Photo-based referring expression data
= = = =
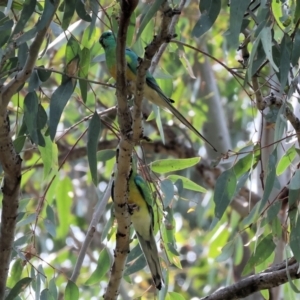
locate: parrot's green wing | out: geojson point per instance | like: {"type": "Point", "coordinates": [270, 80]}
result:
{"type": "Point", "coordinates": [145, 191]}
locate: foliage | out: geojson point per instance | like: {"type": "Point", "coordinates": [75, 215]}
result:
{"type": "Point", "coordinates": [215, 221]}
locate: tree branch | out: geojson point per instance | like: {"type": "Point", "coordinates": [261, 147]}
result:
{"type": "Point", "coordinates": [267, 279]}
{"type": "Point", "coordinates": [123, 159]}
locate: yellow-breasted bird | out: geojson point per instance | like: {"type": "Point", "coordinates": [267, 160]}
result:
{"type": "Point", "coordinates": [140, 201]}
{"type": "Point", "coordinates": [152, 91]}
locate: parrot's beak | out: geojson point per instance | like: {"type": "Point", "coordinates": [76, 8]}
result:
{"type": "Point", "coordinates": [101, 41]}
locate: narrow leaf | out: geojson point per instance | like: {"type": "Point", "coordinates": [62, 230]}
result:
{"type": "Point", "coordinates": [171, 165]}
{"type": "Point", "coordinates": [153, 8]}
{"type": "Point", "coordinates": [18, 288]}
{"type": "Point", "coordinates": [210, 10]}
{"type": "Point", "coordinates": [286, 160]}
{"type": "Point", "coordinates": [224, 191]}
{"type": "Point", "coordinates": [266, 39]}
{"type": "Point", "coordinates": [94, 131]}
{"type": "Point", "coordinates": [58, 102]}
{"type": "Point", "coordinates": [81, 12]}
{"type": "Point", "coordinates": [103, 265]}
{"type": "Point", "coordinates": [187, 183]}
{"type": "Point", "coordinates": [271, 175]}
{"type": "Point", "coordinates": [237, 10]}
{"type": "Point", "coordinates": [167, 188]}
{"type": "Point", "coordinates": [263, 250]}
{"type": "Point", "coordinates": [68, 13]}
{"type": "Point", "coordinates": [27, 11]}
{"type": "Point", "coordinates": [72, 291]}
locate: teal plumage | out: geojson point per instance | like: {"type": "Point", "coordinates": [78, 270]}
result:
{"type": "Point", "coordinates": [152, 91]}
{"type": "Point", "coordinates": [140, 202]}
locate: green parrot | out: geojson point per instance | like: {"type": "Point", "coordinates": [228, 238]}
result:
{"type": "Point", "coordinates": [140, 201]}
{"type": "Point", "coordinates": [152, 91]}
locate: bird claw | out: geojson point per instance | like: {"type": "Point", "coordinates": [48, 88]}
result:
{"type": "Point", "coordinates": [132, 208]}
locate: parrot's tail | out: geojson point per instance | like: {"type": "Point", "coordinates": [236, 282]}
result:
{"type": "Point", "coordinates": [151, 255]}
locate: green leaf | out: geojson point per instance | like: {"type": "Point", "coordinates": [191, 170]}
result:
{"type": "Point", "coordinates": [27, 11]}
{"type": "Point", "coordinates": [224, 191]}
{"type": "Point", "coordinates": [139, 264]}
{"type": "Point", "coordinates": [105, 155]}
{"type": "Point", "coordinates": [9, 64]}
{"type": "Point", "coordinates": [15, 272]}
{"type": "Point", "coordinates": [44, 75]}
{"type": "Point", "coordinates": [34, 81]}
{"type": "Point", "coordinates": [210, 10]}
{"type": "Point", "coordinates": [237, 11]}
{"type": "Point", "coordinates": [266, 39]}
{"type": "Point", "coordinates": [30, 219]}
{"type": "Point", "coordinates": [94, 132]}
{"type": "Point", "coordinates": [5, 34]}
{"type": "Point", "coordinates": [297, 12]}
{"type": "Point", "coordinates": [50, 221]}
{"type": "Point", "coordinates": [187, 183]}
{"type": "Point", "coordinates": [19, 143]}
{"type": "Point", "coordinates": [108, 226]}
{"type": "Point", "coordinates": [103, 266]}
{"type": "Point", "coordinates": [131, 29]}
{"type": "Point", "coordinates": [156, 111]}
{"type": "Point", "coordinates": [50, 227]}
{"type": "Point", "coordinates": [46, 295]}
{"type": "Point", "coordinates": [248, 162]}
{"type": "Point", "coordinates": [284, 66]}
{"type": "Point", "coordinates": [295, 239]}
{"type": "Point", "coordinates": [174, 296]}
{"type": "Point", "coordinates": [49, 155]}
{"type": "Point", "coordinates": [83, 72]}
{"type": "Point", "coordinates": [18, 288]}
{"type": "Point", "coordinates": [81, 12]}
{"type": "Point", "coordinates": [295, 181]}
{"type": "Point", "coordinates": [286, 160]}
{"type": "Point", "coordinates": [168, 232]}
{"type": "Point", "coordinates": [171, 165]}
{"type": "Point", "coordinates": [227, 252]}
{"type": "Point", "coordinates": [58, 102]}
{"type": "Point", "coordinates": [263, 250]}
{"type": "Point", "coordinates": [22, 54]}
{"type": "Point", "coordinates": [270, 179]}
{"type": "Point", "coordinates": [41, 117]}
{"type": "Point", "coordinates": [153, 9]}
{"type": "Point", "coordinates": [53, 289]}
{"type": "Point", "coordinates": [68, 13]}
{"type": "Point", "coordinates": [72, 50]}
{"type": "Point", "coordinates": [64, 203]}
{"type": "Point", "coordinates": [273, 210]}
{"type": "Point", "coordinates": [72, 291]}
{"type": "Point", "coordinates": [296, 47]}
{"type": "Point", "coordinates": [281, 123]}
{"type": "Point", "coordinates": [167, 188]}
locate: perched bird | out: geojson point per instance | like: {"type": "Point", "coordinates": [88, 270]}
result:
{"type": "Point", "coordinates": [140, 201]}
{"type": "Point", "coordinates": [152, 91]}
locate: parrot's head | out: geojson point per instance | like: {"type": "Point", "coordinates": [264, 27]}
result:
{"type": "Point", "coordinates": [107, 39]}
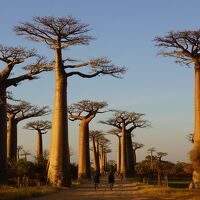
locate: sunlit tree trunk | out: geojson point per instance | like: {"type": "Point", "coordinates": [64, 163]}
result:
{"type": "Point", "coordinates": [39, 147]}
{"type": "Point", "coordinates": [95, 154]}
{"type": "Point", "coordinates": [123, 153]}
{"type": "Point", "coordinates": [102, 161]}
{"type": "Point", "coordinates": [130, 158]}
{"type": "Point", "coordinates": [3, 135]}
{"type": "Point", "coordinates": [12, 138]}
{"type": "Point", "coordinates": [119, 155]}
{"type": "Point", "coordinates": [84, 151]}
{"type": "Point", "coordinates": [196, 174]}
{"type": "Point", "coordinates": [98, 157]}
{"type": "Point", "coordinates": [59, 166]}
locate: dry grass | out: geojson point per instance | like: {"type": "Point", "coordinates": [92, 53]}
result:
{"type": "Point", "coordinates": [167, 193]}
{"type": "Point", "coordinates": [10, 193]}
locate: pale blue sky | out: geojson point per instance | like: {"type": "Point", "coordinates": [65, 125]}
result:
{"type": "Point", "coordinates": [124, 32]}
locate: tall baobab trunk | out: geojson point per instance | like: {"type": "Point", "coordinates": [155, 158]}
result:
{"type": "Point", "coordinates": [98, 157]}
{"type": "Point", "coordinates": [95, 154]}
{"type": "Point", "coordinates": [3, 134]}
{"type": "Point", "coordinates": [134, 156]}
{"type": "Point", "coordinates": [84, 151]}
{"type": "Point", "coordinates": [12, 138]}
{"type": "Point", "coordinates": [123, 153]}
{"type": "Point", "coordinates": [102, 161]}
{"type": "Point", "coordinates": [119, 155]}
{"type": "Point", "coordinates": [130, 158]}
{"type": "Point", "coordinates": [59, 166]}
{"type": "Point", "coordinates": [39, 147]}
{"type": "Point", "coordinates": [196, 174]}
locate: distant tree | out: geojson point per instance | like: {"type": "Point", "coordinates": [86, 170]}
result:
{"type": "Point", "coordinates": [84, 111]}
{"type": "Point", "coordinates": [95, 136]}
{"type": "Point", "coordinates": [151, 150]}
{"type": "Point", "coordinates": [184, 46]}
{"type": "Point", "coordinates": [15, 114]}
{"type": "Point", "coordinates": [127, 122]}
{"type": "Point", "coordinates": [117, 132]}
{"type": "Point", "coordinates": [41, 127]}
{"type": "Point", "coordinates": [19, 148]}
{"type": "Point", "coordinates": [160, 155]}
{"type": "Point", "coordinates": [190, 137]}
{"type": "Point", "coordinates": [136, 146]}
{"type": "Point", "coordinates": [12, 57]}
{"type": "Point", "coordinates": [59, 34]}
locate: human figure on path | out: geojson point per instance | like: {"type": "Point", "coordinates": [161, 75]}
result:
{"type": "Point", "coordinates": [111, 179]}
{"type": "Point", "coordinates": [96, 179]}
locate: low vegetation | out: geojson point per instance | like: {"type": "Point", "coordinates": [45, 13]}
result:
{"type": "Point", "coordinates": [25, 192]}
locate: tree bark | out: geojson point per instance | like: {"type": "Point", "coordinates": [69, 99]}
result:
{"type": "Point", "coordinates": [39, 147]}
{"type": "Point", "coordinates": [95, 154]}
{"type": "Point", "coordinates": [84, 151]}
{"type": "Point", "coordinates": [130, 158]}
{"type": "Point", "coordinates": [12, 138]}
{"type": "Point", "coordinates": [59, 161]}
{"type": "Point", "coordinates": [102, 161]}
{"type": "Point", "coordinates": [196, 174]}
{"type": "Point", "coordinates": [119, 155]}
{"type": "Point", "coordinates": [98, 157]}
{"type": "Point", "coordinates": [123, 153]}
{"type": "Point", "coordinates": [3, 134]}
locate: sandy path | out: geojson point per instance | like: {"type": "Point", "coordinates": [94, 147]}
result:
{"type": "Point", "coordinates": [121, 190]}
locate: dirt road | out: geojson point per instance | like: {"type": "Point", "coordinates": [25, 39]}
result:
{"type": "Point", "coordinates": [122, 190]}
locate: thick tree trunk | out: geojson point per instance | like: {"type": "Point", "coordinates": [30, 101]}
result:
{"type": "Point", "coordinates": [39, 147]}
{"type": "Point", "coordinates": [12, 139]}
{"type": "Point", "coordinates": [196, 174]}
{"type": "Point", "coordinates": [95, 154]}
{"type": "Point", "coordinates": [130, 158]}
{"type": "Point", "coordinates": [119, 155]}
{"type": "Point", "coordinates": [84, 151]}
{"type": "Point", "coordinates": [123, 153]}
{"type": "Point", "coordinates": [3, 135]}
{"type": "Point", "coordinates": [59, 161]}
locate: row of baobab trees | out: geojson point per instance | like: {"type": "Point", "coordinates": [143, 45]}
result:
{"type": "Point", "coordinates": [59, 34]}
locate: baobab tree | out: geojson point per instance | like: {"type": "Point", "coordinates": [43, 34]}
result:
{"type": "Point", "coordinates": [94, 136]}
{"type": "Point", "coordinates": [117, 133]}
{"type": "Point", "coordinates": [60, 34]}
{"type": "Point", "coordinates": [136, 146]}
{"type": "Point", "coordinates": [15, 114]}
{"type": "Point", "coordinates": [151, 150]}
{"type": "Point", "coordinates": [84, 111]}
{"type": "Point", "coordinates": [160, 155]}
{"type": "Point", "coordinates": [10, 58]}
{"type": "Point", "coordinates": [41, 127]}
{"type": "Point", "coordinates": [127, 122]}
{"type": "Point", "coordinates": [184, 46]}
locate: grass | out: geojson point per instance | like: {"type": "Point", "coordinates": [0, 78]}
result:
{"type": "Point", "coordinates": [10, 193]}
{"type": "Point", "coordinates": [163, 193]}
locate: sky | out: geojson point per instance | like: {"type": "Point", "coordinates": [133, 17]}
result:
{"type": "Point", "coordinates": [124, 32]}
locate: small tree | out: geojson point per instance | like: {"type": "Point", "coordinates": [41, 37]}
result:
{"type": "Point", "coordinates": [59, 34]}
{"type": "Point", "coordinates": [117, 133]}
{"type": "Point", "coordinates": [41, 127]}
{"type": "Point", "coordinates": [17, 113]}
{"type": "Point", "coordinates": [127, 122]}
{"type": "Point", "coordinates": [94, 136]}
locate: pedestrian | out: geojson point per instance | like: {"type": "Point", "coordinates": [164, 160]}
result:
{"type": "Point", "coordinates": [111, 179]}
{"type": "Point", "coordinates": [96, 179]}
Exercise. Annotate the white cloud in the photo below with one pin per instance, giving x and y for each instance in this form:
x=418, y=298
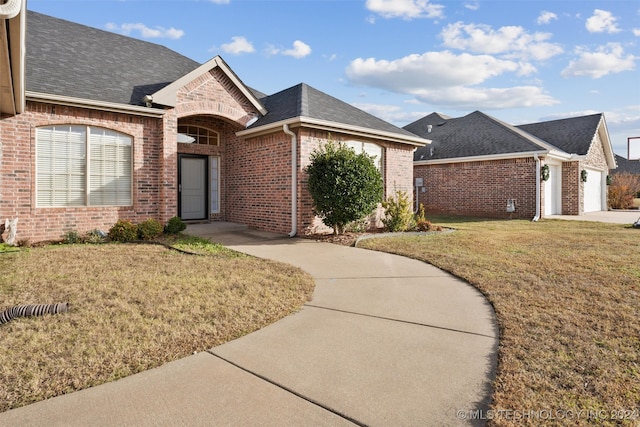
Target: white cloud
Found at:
x=602, y=21
x=389, y=113
x=145, y=32
x=487, y=98
x=475, y=5
x=300, y=50
x=406, y=9
x=546, y=17
x=608, y=59
x=238, y=46
x=447, y=79
x=511, y=41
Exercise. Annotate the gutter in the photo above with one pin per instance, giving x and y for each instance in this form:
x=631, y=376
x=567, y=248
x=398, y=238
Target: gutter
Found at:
x=415, y=141
x=96, y=105
x=10, y=9
x=538, y=184
x=294, y=179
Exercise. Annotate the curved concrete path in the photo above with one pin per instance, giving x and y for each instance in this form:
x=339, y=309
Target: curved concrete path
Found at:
x=385, y=341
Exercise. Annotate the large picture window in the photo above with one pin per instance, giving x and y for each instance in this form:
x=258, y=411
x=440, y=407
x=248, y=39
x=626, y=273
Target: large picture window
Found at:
x=373, y=150
x=83, y=166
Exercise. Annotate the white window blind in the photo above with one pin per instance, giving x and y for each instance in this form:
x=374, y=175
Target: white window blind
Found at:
x=109, y=168
x=61, y=166
x=373, y=150
x=82, y=166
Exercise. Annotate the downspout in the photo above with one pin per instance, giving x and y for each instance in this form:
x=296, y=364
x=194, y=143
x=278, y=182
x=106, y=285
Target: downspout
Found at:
x=537, y=217
x=10, y=9
x=294, y=180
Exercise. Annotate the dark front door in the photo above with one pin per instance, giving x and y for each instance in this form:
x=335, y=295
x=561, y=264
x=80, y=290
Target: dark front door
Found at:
x=192, y=187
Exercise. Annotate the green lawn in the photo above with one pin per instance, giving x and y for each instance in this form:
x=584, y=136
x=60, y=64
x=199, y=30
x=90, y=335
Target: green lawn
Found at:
x=567, y=300
x=132, y=307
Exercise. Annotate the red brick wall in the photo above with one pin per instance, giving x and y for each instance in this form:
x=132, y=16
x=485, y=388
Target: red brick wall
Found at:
x=480, y=188
x=17, y=171
x=258, y=182
x=259, y=178
x=572, y=189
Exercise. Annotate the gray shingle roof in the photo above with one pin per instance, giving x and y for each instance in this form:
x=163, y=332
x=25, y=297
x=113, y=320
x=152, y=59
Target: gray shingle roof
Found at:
x=69, y=59
x=624, y=165
x=572, y=135
x=303, y=100
x=475, y=134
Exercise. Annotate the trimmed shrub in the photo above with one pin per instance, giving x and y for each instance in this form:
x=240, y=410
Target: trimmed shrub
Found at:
x=150, y=229
x=623, y=189
x=345, y=186
x=175, y=225
x=95, y=236
x=123, y=231
x=71, y=237
x=398, y=214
= = = =
(What you will do) For each line above that includes "picture", copy the line.

(Output for this exercise)
Exercise. Annotate the large picture window in the photo above with one pin per instance, giving x and y for each instance in this form:
Target: large picture window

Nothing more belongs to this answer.